▸ **TASK TO COMPLETE**:
Reproduce each of the following rows verbatim, without any alteration.

▸ **RAW DATA**:
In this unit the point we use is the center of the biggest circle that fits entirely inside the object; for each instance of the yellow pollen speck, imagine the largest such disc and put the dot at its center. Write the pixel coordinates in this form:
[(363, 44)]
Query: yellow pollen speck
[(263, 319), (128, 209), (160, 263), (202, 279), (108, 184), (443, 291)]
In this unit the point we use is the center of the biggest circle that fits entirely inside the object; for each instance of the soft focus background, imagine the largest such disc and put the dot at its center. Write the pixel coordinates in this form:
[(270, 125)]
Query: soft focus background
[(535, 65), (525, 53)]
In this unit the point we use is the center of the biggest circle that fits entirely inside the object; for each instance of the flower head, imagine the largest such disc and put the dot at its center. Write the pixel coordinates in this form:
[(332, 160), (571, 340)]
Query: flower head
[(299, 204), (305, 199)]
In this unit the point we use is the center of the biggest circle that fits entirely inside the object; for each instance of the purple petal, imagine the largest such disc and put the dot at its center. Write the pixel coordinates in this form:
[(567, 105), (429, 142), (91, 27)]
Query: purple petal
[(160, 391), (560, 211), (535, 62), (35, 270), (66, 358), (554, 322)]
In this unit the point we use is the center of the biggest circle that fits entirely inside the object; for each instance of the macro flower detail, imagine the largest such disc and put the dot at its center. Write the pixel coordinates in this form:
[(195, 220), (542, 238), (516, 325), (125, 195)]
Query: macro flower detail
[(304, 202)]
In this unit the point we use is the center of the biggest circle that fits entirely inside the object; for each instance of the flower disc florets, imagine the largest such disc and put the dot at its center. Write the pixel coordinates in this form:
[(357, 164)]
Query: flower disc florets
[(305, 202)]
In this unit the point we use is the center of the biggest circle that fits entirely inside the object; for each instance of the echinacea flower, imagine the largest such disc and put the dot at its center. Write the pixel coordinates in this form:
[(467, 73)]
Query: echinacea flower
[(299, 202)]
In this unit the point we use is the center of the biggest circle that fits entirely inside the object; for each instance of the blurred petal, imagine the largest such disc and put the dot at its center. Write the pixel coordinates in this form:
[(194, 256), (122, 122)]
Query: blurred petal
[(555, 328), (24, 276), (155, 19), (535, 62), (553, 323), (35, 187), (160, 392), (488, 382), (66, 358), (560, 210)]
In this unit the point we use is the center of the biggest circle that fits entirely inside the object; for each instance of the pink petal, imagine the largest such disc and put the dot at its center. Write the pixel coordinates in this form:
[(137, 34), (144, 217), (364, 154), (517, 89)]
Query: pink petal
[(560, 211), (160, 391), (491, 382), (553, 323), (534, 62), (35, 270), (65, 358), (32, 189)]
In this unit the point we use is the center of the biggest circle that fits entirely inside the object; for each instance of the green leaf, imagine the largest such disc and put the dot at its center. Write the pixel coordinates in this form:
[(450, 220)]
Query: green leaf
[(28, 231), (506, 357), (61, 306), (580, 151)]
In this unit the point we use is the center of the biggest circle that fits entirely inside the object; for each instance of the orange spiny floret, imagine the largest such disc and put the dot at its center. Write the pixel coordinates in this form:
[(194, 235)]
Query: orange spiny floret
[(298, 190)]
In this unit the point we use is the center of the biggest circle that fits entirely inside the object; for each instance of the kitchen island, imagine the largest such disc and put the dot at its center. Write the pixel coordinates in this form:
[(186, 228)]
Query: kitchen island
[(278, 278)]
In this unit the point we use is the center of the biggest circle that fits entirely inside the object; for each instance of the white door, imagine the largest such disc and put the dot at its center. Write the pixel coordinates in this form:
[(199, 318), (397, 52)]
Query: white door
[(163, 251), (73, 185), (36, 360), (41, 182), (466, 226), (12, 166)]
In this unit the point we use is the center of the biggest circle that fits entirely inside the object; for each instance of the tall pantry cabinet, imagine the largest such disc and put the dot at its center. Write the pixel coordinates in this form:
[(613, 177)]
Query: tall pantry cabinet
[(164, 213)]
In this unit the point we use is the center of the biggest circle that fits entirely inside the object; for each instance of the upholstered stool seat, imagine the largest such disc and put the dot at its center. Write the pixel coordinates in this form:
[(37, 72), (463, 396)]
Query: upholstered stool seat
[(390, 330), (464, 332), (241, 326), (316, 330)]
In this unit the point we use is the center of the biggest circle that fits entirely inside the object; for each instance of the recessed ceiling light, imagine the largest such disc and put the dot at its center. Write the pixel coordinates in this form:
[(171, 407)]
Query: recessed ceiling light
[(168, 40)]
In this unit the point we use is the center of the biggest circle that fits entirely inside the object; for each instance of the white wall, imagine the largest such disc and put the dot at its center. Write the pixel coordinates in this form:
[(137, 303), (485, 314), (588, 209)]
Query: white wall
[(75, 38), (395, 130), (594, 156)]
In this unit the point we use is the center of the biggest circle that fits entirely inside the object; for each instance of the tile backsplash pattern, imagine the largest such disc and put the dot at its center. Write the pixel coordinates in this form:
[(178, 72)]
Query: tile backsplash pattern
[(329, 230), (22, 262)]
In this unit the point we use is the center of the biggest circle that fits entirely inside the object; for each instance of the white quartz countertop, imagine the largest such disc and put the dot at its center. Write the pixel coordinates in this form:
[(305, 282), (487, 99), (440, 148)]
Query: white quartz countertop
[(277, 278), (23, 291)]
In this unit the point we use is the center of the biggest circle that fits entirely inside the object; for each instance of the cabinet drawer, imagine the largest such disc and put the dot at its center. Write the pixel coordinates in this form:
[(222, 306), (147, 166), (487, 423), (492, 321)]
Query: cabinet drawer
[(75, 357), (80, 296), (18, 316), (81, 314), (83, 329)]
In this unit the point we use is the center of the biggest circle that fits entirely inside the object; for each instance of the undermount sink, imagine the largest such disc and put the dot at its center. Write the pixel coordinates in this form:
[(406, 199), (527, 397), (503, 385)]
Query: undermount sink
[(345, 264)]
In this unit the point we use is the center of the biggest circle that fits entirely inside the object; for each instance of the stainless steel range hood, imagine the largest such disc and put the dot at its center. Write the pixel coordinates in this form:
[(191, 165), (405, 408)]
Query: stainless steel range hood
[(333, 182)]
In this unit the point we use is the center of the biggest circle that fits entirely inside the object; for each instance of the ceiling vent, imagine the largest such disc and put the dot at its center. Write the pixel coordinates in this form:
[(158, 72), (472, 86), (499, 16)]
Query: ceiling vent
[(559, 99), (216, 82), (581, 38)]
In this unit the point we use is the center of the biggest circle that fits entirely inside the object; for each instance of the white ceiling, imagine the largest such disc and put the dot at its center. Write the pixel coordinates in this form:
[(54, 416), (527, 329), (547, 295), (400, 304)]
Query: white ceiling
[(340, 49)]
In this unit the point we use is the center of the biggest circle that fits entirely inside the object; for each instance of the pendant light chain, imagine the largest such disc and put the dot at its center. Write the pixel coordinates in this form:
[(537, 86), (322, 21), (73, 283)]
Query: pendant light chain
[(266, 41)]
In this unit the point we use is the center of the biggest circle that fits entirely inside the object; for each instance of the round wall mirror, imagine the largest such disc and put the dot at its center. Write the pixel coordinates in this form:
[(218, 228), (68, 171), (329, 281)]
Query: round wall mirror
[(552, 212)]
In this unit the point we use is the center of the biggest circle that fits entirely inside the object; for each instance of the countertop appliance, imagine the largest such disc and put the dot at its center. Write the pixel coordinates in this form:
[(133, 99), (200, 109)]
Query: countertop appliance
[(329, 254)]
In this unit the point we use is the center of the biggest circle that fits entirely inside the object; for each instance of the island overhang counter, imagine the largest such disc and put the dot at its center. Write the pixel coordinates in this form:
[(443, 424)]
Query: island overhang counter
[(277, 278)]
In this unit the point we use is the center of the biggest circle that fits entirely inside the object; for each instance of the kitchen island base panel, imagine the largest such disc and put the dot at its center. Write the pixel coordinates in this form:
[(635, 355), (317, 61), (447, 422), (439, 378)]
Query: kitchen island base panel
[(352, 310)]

▸ **FINISHED EXERCISE**:
In this unit the point we use is the center of the biggest circle that fits entirely inside the object; for each instance of the yellow pollen speck, imagine the largest such disc and put the dot at its center. Write the pixel coordinates in this form:
[(363, 44)]
Query: yellow pollen speck
[(263, 319), (128, 209), (160, 263), (202, 279), (108, 184), (443, 291)]
In this unit the point we use is the center of the biggest circle that fits entirely inside the object; for each instance of the soft focus background, imagine the largest such disc and put the dot at its center. Write the pixel coordinates in this form:
[(270, 125)]
Query: soft focus background
[(535, 65), (525, 53)]
In this unit the point we use is the center of the biggest circle that fits entirely inside the object; for each instance of the flower head, imagine the largest such disc and put the dot at its center. Write the pixel coordinates in this form:
[(332, 160), (571, 340)]
Query: flower head
[(299, 204), (305, 199)]
In this unit the point we use is the center of the biggest circle that fits entirely inside the object; for each instance of the purple petal, imagine the largest such disc and put the dot at its center. Write the pixel coordinates in this form:
[(567, 105), (429, 142), (91, 27)]
Query: purple petal
[(160, 391), (560, 211), (535, 62), (35, 270), (66, 358), (554, 322)]
In this unit the point we use is the center of the biggest circle that fits entirely inside the object; for each instance of the macro flower detail, imagine the largest such disc and put the dot at its center. Write the pixel coordinates in this form:
[(195, 220), (542, 238), (516, 325), (125, 195)]
Query: macro flower detail
[(304, 202)]
In this unit the point we use is the center of the biggest circle that fits entirely inside the object; for each instance of the flower disc florets, imagine the largest such disc and put the dot at its center. Write the pixel coordinates in this form:
[(357, 164)]
Query: flower disc florets
[(305, 202)]
In this unit the point we use is the center of the biggest circle that fits entirely inside the object; for each instance of the echinacea flower, imagine the largest such disc and put the dot at its center. Write the pixel coordinates in this form:
[(467, 73)]
Query: echinacea flower
[(299, 202)]
In this unit the point we use is the center of the biggest circle that fits entirely inside the object; for each instance of the blurred petal, imagine the largest such disc and put the dot at its center. Write the pixel coordinates in this form:
[(194, 256), (122, 122)]
Query: blurred petal
[(555, 328), (24, 276), (155, 19), (535, 62), (553, 323), (35, 187), (160, 392), (488, 382), (66, 358), (560, 210)]
In this unit the point we use is the center of the biggest circle that fits entirely inside the object; for each instance of the pink petal, imagine the largest such disc and put the dot at its center. Write the pixel coordinates in this form:
[(137, 34), (144, 217), (364, 154), (517, 89)]
Query: pink petal
[(560, 211), (160, 391), (491, 382), (553, 323), (534, 62), (35, 270), (65, 358), (32, 189)]
In this unit the point we use is the center of the biggest circle that fits entirely inside the object; for each instance of the green leaf, imagine the largest such disc and put the dot at its center. Write the pixel coordinates in this form:
[(450, 220)]
Query: green leaf
[(28, 231), (506, 357), (61, 306), (580, 151)]
In this unit the point we use is the center of the biggest circle that fits entirely inside the object; for each instance of the orange spiny floret, imagine the largest such disc and put the dot at its center. Write the pixel coordinates in this form:
[(194, 235)]
Query: orange spiny floret
[(298, 190)]
In this unit the point we use is the center of the biggest circle that fits entirely inside the object; for each instance of the kitchen island, imagine the largest such disc and put the dot at its center. Write the pixel coordinates in this form:
[(186, 228)]
Query: kitchen island
[(278, 278)]
In this unit the point we use is the center of the biggest circle that fits entirely inside the object; for each instance of the white door, imagine the largest such disc and put the dot at its center. Write the pixel coordinates in this form:
[(199, 318), (397, 52)]
Query: white door
[(163, 251), (73, 185), (36, 360), (41, 182), (466, 226), (12, 166)]
In this unit the point we use is the center of the biggest circle that fits entirely inside the object; for each instance of the tall pantry cabinet, imagine the largest such disc and put the dot at its center. Write the pixel coordinates in this form:
[(613, 177)]
Query: tall pantry cabinet
[(164, 213)]
In this unit the point we use is the center of the biggest circle that fits entirely inside the object; for each instance of the upholstered stool seat, imagine the largest such disc and put the dot at its center. Write the pixel coordinates in this form:
[(37, 72), (463, 396)]
Query: upholstered stool seat
[(390, 330), (464, 332), (241, 326), (316, 330)]
In this unit the point we use is the center of the biggest circle that fits entirely inside the object; for each instance of the recessed ceiling light, imagine the largest such disc and put the dot at its center. Write the pixel coordinates in this form:
[(171, 407)]
Query: recessed ceiling light
[(168, 40)]
In this unit the point we use is the center of the biggest circle that fits entirely inside the object; for each instance of the white wall, imagine the largest such disc and put the dot at its center. Write the pixel coordinates in this form:
[(137, 303), (485, 314), (588, 209)]
Query: white wall
[(75, 38), (395, 130), (594, 156)]
In this unit the point we use is the center of the biggest circle that fits entirely inside the object; for each instance of the tile backsplash pattern, imagine the largest such disc and put the dot at its center. Write the pixel coordinates in this form:
[(178, 72)]
Query: tile backsplash pattern
[(329, 230), (22, 262)]
In this unit the point we use is the center of the biggest circle that fits entirely inside the object; for each instance of the white quartz countertop, imagine the largest such disc and put the dot at its center. Write the pixel coordinates in this form:
[(305, 282), (487, 99), (440, 148)]
Query: white quartz countertop
[(277, 278), (23, 291)]
In this unit the point we use is the center of the biggest circle that fits entirely inside the object; for each instance of the cabinet drawer, imagine the largest such disc and put the dot at its center. Write the pixel coordinates in this form:
[(222, 306), (147, 166), (487, 423), (492, 321)]
Query: cabinet drawer
[(75, 357), (80, 296), (18, 316), (81, 314), (83, 329)]
In this unit the point we use is the center of the biggest circle that fits entirely inside the object; for each instance of the undermount sink, imagine the largest such disc and put the dot at its center. Write the pixel coordinates in this form:
[(406, 199), (527, 397), (503, 385)]
Query: undermount sink
[(345, 264)]
In this unit the point we use is the center of the biggest circle that fits entirely inside the object; for each instance of the stainless steel range hood, imagine the largest such disc and put the dot at its center. Write the pixel coordinates in this form:
[(191, 165), (405, 408)]
Query: stainless steel range hood
[(333, 182)]
In this unit the point we use is the center of the biggest circle that fits entirely inside the object; for each instance of the ceiling vent, imagine the largest such disc and put the dot at its center. Write the pixel coordinates in this form:
[(158, 72), (472, 86), (499, 16)]
Query: ceiling vent
[(559, 99), (216, 82), (581, 38)]
In this unit the point we use is the center of the biggest circle that fits entirely inside the object; for each instance of the white ceiling, imagine the largest such disc and put the dot at its center. Write the pixel coordinates in this form:
[(54, 416), (527, 329), (547, 295), (400, 304)]
Query: white ceiling
[(340, 49)]
In this unit the point we use is the center of the biggest circle that fits entirely inside the object; for each instance of the pendant light chain, imagine the largest such disc and put the dot at its center. Write the pixel coordinates in this form:
[(537, 86), (322, 21), (73, 283)]
Query: pendant light chain
[(266, 41)]
In this unit the point we use is the center of the biggest circle that fits entirely inside the object; for each instance of the round wall mirror, imagine the largest such disc and put the dot at its center. Write the pixel coordinates in this form:
[(218, 228), (68, 171), (329, 281)]
Query: round wall mirror
[(552, 212)]
In this unit the point we use is the center of the biggest circle that fits entirely inside the object; for each instance of the countertop appliance, imagine the largest such disc and put the dot at its center. Write the pixel coordinates in this form:
[(133, 99), (200, 109)]
Query: countertop appliance
[(329, 254)]
In this unit the point we use is the center of the biggest circle that fits entirely inside the object; for each instance of the island overhang counter, imagine the largest such disc and put the dot at its center. Write the pixel coordinates in this form:
[(443, 424)]
Query: island overhang counter
[(277, 278)]
In this unit the point we use is the center of the biggest circle that fits entirely inside the object; for each instance of the kitchen island base panel, imagine the largest such disc and put the dot at its center. Write the pixel coordinates in this form:
[(635, 355), (317, 61), (447, 422), (439, 378)]
Query: kitchen island base panel
[(352, 310)]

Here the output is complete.